• TASK BRIEF
Leave out the pictures and copy each record below exactly.

• GIVEN DATA
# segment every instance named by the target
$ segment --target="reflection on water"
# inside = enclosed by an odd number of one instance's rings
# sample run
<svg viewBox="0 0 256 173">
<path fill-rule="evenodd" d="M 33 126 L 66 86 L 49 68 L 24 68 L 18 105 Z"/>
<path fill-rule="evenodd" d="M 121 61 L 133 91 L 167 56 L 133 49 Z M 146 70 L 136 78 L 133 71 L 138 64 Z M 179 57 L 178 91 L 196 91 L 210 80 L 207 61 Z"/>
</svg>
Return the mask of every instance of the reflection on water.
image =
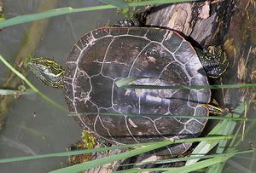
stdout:
<svg viewBox="0 0 256 173">
<path fill-rule="evenodd" d="M 37 11 L 44 0 L 9 0 L 4 1 L 5 16 Z M 94 0 L 61 0 L 61 7 L 86 7 L 102 4 Z M 32 53 L 35 56 L 54 58 L 64 64 L 76 42 L 85 32 L 102 26 L 110 20 L 122 19 L 115 9 L 83 12 L 58 16 L 50 19 L 45 35 L 41 37 L 39 46 Z M 21 40 L 27 32 L 28 24 L 4 28 L 0 32 L 0 52 L 9 62 L 14 62 L 21 46 Z M 27 53 L 31 54 L 31 53 Z M 9 71 L 0 63 L 0 83 L 3 84 Z M 29 80 L 41 91 L 51 96 L 55 101 L 66 107 L 61 89 L 44 85 L 32 73 Z M 81 129 L 73 118 L 46 103 L 38 95 L 24 95 L 17 100 L 8 115 L 0 136 L 1 158 L 64 152 L 67 146 L 79 140 Z M 1 172 L 47 172 L 55 170 L 65 163 L 67 158 L 37 159 L 24 162 L 1 164 Z"/>
</svg>

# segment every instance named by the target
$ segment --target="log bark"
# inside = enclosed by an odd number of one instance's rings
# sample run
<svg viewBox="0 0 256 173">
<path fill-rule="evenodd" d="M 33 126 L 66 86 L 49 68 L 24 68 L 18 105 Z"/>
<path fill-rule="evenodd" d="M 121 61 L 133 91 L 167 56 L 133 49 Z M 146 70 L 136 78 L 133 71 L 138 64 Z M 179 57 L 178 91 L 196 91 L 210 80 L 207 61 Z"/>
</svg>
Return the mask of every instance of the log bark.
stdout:
<svg viewBox="0 0 256 173">
<path fill-rule="evenodd" d="M 146 12 L 141 14 L 138 18 L 139 20 L 145 21 L 143 21 L 145 26 L 173 29 L 197 47 L 223 45 L 237 3 L 236 0 L 226 0 L 152 6 L 147 8 Z M 116 153 L 105 156 L 113 154 Z M 102 155 L 99 157 L 102 158 Z M 95 159 L 99 157 L 95 155 Z M 143 154 L 122 163 L 115 162 L 108 169 L 102 167 L 100 170 L 90 170 L 90 172 L 112 172 L 124 163 L 140 163 L 144 159 L 153 161 L 159 158 Z"/>
</svg>

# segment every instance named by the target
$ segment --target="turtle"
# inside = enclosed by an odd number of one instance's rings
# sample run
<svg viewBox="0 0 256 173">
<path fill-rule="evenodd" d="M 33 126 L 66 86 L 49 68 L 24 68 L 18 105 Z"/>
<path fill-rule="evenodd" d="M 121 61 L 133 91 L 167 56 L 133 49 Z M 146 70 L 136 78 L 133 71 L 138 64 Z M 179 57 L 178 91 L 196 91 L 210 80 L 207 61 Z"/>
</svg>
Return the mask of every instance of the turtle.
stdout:
<svg viewBox="0 0 256 173">
<path fill-rule="evenodd" d="M 195 48 L 168 28 L 111 26 L 84 35 L 65 67 L 44 57 L 27 65 L 46 84 L 63 89 L 67 108 L 84 130 L 112 144 L 130 144 L 199 136 L 207 119 L 195 117 L 209 115 L 211 90 L 119 88 L 117 81 L 208 85 L 208 78 L 220 77 L 229 61 L 220 46 Z M 191 145 L 167 146 L 159 154 L 178 155 Z"/>
</svg>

• SOLUTION BELOW
# segment every instance named by the target
$ segment --target="reflection on water"
# inside = enclosed by an odd number of one instance's rings
# sample run
<svg viewBox="0 0 256 173">
<path fill-rule="evenodd" d="M 33 126 L 66 86 L 49 68 L 24 68 L 18 105 Z"/>
<path fill-rule="evenodd" d="M 121 61 L 133 91 L 167 56 L 133 49 Z M 146 70 L 136 78 L 133 71 L 138 64 Z M 179 57 L 178 91 L 196 91 L 210 80 L 207 61 Z"/>
</svg>
Return the mask of every instance of the reflection on water.
image =
stdout:
<svg viewBox="0 0 256 173">
<path fill-rule="evenodd" d="M 37 11 L 44 0 L 9 0 L 4 1 L 5 16 Z M 94 0 L 61 0 L 61 7 L 86 7 L 102 4 Z M 32 53 L 35 56 L 54 58 L 64 64 L 76 42 L 85 32 L 102 26 L 110 20 L 122 19 L 115 9 L 83 12 L 58 16 L 50 19 L 45 35 L 41 37 L 39 46 Z M 21 40 L 27 32 L 28 24 L 4 28 L 0 32 L 0 52 L 9 62 L 14 62 L 21 46 Z M 27 53 L 31 54 L 31 53 Z M 9 71 L 0 63 L 0 83 L 3 84 Z M 29 80 L 41 91 L 51 96 L 55 101 L 66 107 L 61 89 L 44 85 L 32 73 Z M 81 129 L 73 118 L 46 103 L 38 95 L 24 95 L 17 100 L 8 115 L 0 136 L 1 158 L 64 152 L 67 146 L 79 140 Z M 1 172 L 47 172 L 55 170 L 65 163 L 67 158 L 37 159 L 24 162 L 1 164 Z"/>
</svg>

# segment every instance named by the target
$ segment --target="log bark"
# inside = enclosed by an odd number of one instance's rings
# sample run
<svg viewBox="0 0 256 173">
<path fill-rule="evenodd" d="M 33 126 L 66 86 L 49 68 L 24 68 L 18 105 Z"/>
<path fill-rule="evenodd" d="M 121 61 L 133 91 L 167 56 L 133 49 Z M 146 70 L 136 78 L 133 71 L 138 64 Z M 179 57 L 178 91 L 196 91 L 210 80 L 207 61 Z"/>
</svg>
Return the mask of every instance of the log bark.
stdout:
<svg viewBox="0 0 256 173">
<path fill-rule="evenodd" d="M 146 12 L 141 14 L 138 18 L 139 20 L 145 21 L 143 21 L 145 26 L 173 29 L 197 47 L 223 45 L 237 3 L 236 0 L 226 0 L 152 6 L 147 8 Z M 116 153 L 105 156 L 113 154 Z M 102 155 L 99 157 L 102 158 Z M 95 159 L 99 157 L 95 155 Z M 143 154 L 122 163 L 115 162 L 108 169 L 102 167 L 100 170 L 90 170 L 90 172 L 112 172 L 124 163 L 140 163 L 144 159 L 153 161 L 159 158 Z"/>
</svg>

# segment every instance named by the target
$ segment --target="turtle"
# inside = enclosed by an odd number of one instance's rings
# sample run
<svg viewBox="0 0 256 173">
<path fill-rule="evenodd" d="M 33 126 L 66 86 L 49 68 L 24 68 L 18 105 Z"/>
<path fill-rule="evenodd" d="M 121 61 L 133 91 L 167 56 L 133 49 Z M 146 70 L 136 78 L 133 71 L 138 64 Z M 179 57 L 178 91 L 196 91 L 210 80 L 207 61 Z"/>
</svg>
Return the mask of every instance of the turtle.
stdout:
<svg viewBox="0 0 256 173">
<path fill-rule="evenodd" d="M 195 48 L 168 28 L 111 26 L 84 35 L 65 67 L 44 57 L 27 65 L 46 84 L 63 89 L 67 108 L 84 130 L 112 144 L 130 144 L 199 136 L 207 119 L 195 117 L 209 115 L 211 90 L 119 88 L 117 81 L 208 85 L 208 78 L 220 77 L 229 61 L 220 46 Z M 191 145 L 167 146 L 159 154 L 178 155 Z"/>
</svg>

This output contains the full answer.